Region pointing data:
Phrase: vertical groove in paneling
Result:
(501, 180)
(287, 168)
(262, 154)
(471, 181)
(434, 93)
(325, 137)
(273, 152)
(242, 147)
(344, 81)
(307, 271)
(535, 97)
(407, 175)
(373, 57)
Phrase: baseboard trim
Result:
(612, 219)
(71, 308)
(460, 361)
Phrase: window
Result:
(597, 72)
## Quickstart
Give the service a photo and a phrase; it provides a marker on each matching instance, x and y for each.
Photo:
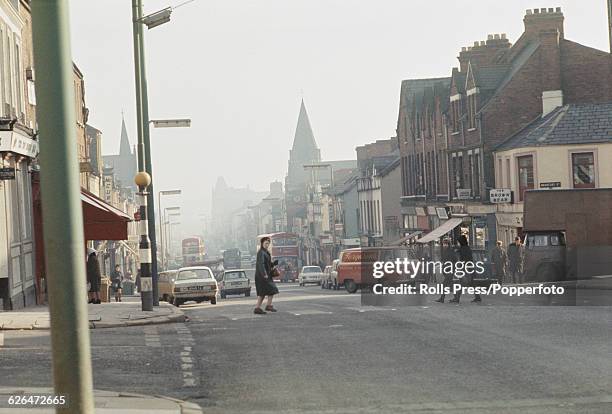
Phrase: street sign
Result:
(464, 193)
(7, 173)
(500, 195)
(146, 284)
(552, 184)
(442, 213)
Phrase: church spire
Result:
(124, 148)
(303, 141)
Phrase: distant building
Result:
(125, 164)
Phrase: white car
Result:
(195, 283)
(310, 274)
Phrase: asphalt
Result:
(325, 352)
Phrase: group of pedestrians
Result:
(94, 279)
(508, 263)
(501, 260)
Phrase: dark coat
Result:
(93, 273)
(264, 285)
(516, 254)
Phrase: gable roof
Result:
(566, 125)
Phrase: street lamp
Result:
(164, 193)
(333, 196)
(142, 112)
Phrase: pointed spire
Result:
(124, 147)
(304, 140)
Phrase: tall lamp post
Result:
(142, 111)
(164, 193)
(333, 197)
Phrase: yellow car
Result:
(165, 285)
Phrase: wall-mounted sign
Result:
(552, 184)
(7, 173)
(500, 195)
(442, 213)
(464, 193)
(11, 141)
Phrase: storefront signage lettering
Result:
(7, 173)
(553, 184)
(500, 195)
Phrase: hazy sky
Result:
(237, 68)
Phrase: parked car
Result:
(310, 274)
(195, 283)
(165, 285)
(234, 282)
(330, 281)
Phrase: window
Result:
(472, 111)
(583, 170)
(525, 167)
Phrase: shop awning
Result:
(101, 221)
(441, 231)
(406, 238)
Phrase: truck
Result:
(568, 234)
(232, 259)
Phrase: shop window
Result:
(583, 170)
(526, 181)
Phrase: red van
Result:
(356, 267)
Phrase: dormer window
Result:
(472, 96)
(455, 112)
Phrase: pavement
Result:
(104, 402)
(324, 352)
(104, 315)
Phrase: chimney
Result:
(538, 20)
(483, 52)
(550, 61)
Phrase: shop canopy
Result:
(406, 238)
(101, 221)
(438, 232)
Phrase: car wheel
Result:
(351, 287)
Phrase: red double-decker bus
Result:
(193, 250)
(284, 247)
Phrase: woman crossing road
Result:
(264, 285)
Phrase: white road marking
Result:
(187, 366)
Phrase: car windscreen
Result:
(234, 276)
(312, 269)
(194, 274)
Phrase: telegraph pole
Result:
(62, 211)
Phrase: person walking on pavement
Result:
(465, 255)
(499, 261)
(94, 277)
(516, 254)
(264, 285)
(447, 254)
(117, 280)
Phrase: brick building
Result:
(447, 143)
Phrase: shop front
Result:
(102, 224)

==

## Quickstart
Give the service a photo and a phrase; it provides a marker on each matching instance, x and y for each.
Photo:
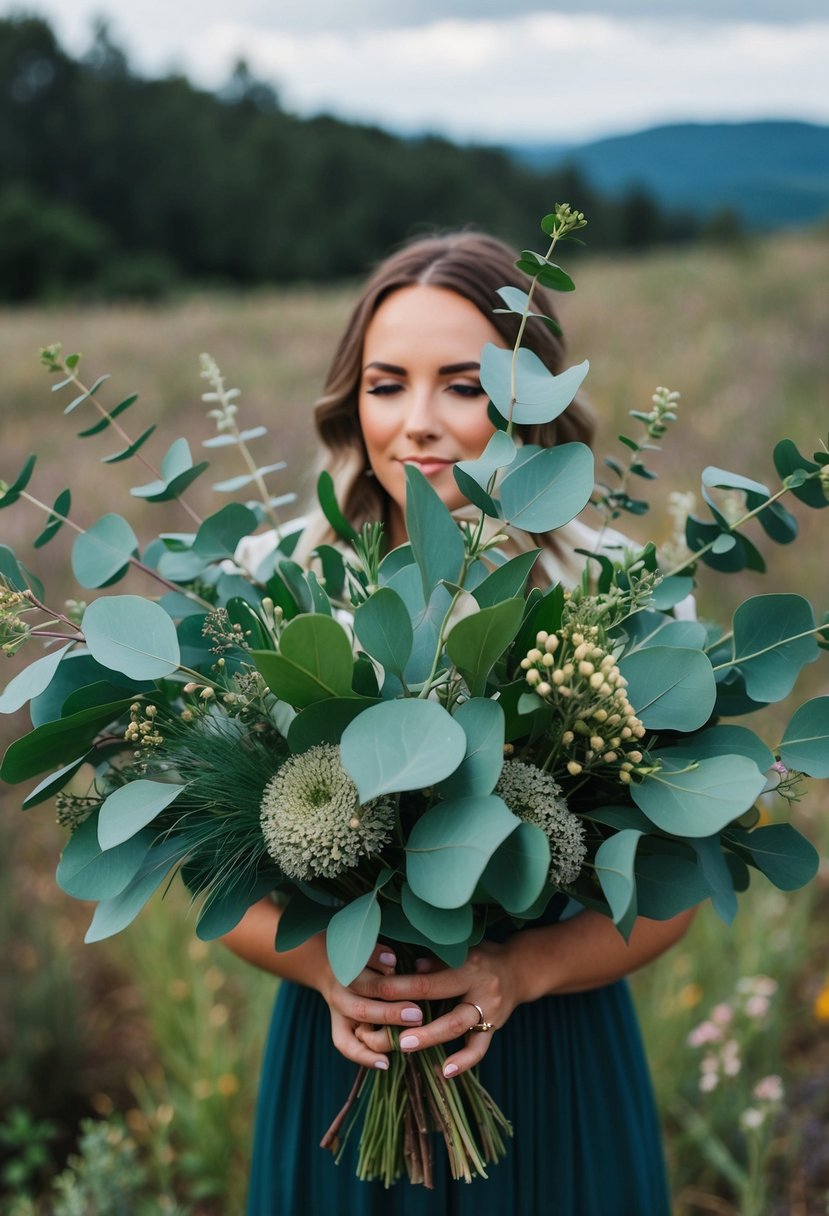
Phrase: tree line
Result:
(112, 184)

* * *

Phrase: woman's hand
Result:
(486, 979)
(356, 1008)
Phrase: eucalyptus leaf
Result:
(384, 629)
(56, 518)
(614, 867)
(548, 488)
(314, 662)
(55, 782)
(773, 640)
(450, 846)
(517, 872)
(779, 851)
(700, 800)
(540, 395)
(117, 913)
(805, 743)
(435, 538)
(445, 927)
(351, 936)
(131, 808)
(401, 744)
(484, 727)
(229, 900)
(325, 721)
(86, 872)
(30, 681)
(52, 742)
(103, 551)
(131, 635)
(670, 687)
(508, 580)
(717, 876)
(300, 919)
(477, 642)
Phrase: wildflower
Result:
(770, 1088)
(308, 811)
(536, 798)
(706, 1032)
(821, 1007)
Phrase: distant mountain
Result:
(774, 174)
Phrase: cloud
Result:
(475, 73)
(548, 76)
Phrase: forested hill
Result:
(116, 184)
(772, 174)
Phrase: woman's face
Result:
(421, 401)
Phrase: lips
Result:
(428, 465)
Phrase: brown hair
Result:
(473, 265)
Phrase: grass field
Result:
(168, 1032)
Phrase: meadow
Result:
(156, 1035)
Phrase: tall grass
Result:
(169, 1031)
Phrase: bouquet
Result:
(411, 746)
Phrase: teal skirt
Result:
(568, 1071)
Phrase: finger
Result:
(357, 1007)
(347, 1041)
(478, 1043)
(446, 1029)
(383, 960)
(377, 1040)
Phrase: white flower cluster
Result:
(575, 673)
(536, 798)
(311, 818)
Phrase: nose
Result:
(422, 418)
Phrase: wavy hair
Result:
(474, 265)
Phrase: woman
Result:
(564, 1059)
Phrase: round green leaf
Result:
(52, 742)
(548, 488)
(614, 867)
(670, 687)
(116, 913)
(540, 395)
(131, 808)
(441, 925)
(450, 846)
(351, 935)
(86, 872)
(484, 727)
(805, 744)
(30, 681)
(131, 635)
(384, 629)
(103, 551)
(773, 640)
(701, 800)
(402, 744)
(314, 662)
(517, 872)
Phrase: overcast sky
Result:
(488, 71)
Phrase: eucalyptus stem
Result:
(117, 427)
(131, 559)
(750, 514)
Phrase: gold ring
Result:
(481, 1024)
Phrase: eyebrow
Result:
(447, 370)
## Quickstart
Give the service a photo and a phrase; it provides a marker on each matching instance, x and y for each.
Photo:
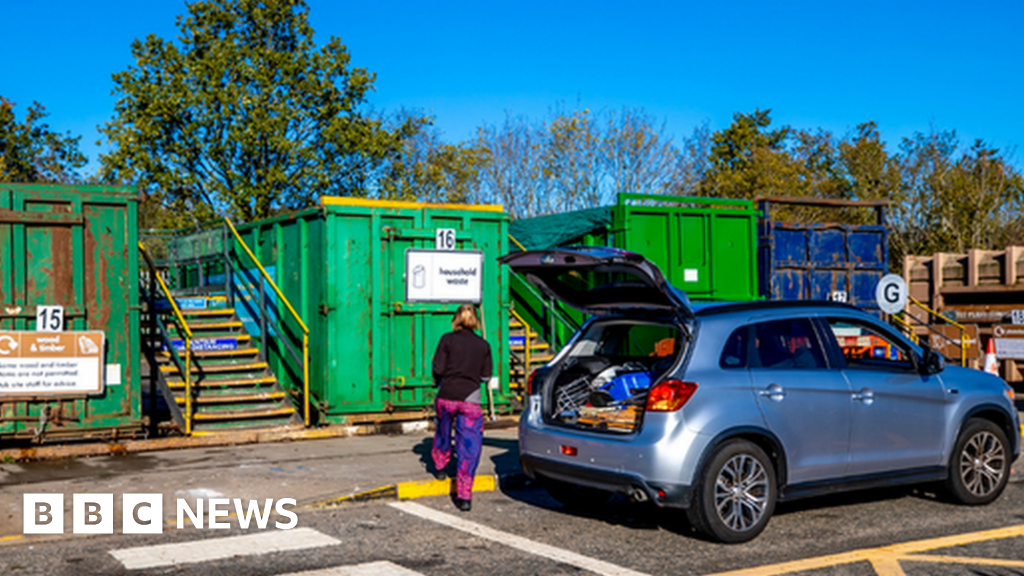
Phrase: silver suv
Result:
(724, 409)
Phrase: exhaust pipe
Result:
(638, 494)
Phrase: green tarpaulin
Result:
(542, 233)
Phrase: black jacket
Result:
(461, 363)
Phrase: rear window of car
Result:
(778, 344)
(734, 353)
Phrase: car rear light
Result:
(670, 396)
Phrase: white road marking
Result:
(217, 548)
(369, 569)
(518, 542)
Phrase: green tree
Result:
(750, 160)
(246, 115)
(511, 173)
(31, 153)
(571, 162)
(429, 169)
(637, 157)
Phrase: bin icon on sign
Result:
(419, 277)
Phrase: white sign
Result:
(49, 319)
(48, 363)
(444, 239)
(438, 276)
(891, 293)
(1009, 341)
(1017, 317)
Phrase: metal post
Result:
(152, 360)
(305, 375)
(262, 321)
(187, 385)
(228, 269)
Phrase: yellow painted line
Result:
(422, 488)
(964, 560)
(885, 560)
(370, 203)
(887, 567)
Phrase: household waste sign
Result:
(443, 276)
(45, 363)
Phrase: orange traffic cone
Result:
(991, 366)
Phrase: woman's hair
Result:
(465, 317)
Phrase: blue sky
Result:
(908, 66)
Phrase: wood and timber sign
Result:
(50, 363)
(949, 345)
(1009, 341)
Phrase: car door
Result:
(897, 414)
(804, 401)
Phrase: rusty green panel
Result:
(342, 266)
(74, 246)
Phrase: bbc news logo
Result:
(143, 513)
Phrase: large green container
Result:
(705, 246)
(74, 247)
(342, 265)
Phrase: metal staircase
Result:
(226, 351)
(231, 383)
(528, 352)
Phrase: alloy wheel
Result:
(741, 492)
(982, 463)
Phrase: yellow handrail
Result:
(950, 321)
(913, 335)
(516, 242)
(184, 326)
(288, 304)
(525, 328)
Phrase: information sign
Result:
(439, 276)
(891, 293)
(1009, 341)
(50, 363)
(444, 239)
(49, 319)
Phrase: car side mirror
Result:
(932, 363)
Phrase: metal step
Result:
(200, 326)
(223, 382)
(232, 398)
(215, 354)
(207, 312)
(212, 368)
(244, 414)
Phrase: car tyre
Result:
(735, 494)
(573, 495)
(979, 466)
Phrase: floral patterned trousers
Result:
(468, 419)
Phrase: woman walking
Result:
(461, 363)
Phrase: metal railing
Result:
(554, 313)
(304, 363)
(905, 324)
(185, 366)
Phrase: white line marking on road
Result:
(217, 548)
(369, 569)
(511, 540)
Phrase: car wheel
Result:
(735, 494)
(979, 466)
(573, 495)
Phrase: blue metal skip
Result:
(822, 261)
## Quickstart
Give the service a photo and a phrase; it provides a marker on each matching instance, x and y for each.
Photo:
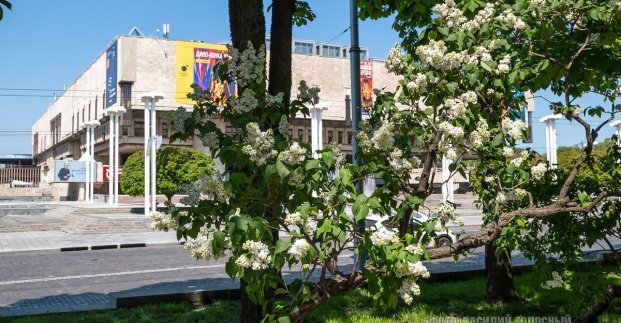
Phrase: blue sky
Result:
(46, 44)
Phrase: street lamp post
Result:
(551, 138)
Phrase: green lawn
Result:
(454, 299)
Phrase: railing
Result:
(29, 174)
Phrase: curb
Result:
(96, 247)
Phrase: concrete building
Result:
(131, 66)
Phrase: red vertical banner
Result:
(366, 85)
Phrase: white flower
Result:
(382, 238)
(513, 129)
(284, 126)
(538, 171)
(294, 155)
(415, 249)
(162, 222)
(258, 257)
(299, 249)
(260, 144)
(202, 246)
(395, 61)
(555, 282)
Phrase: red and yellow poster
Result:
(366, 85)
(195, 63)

Problem requirements: Return each line among the entries that holds the word "yellow".

Answer to this exercise:
Phrase: yellow car
Phrase: yellow painted line
Phrase: yellow handrail
Phrase: red and yellow poster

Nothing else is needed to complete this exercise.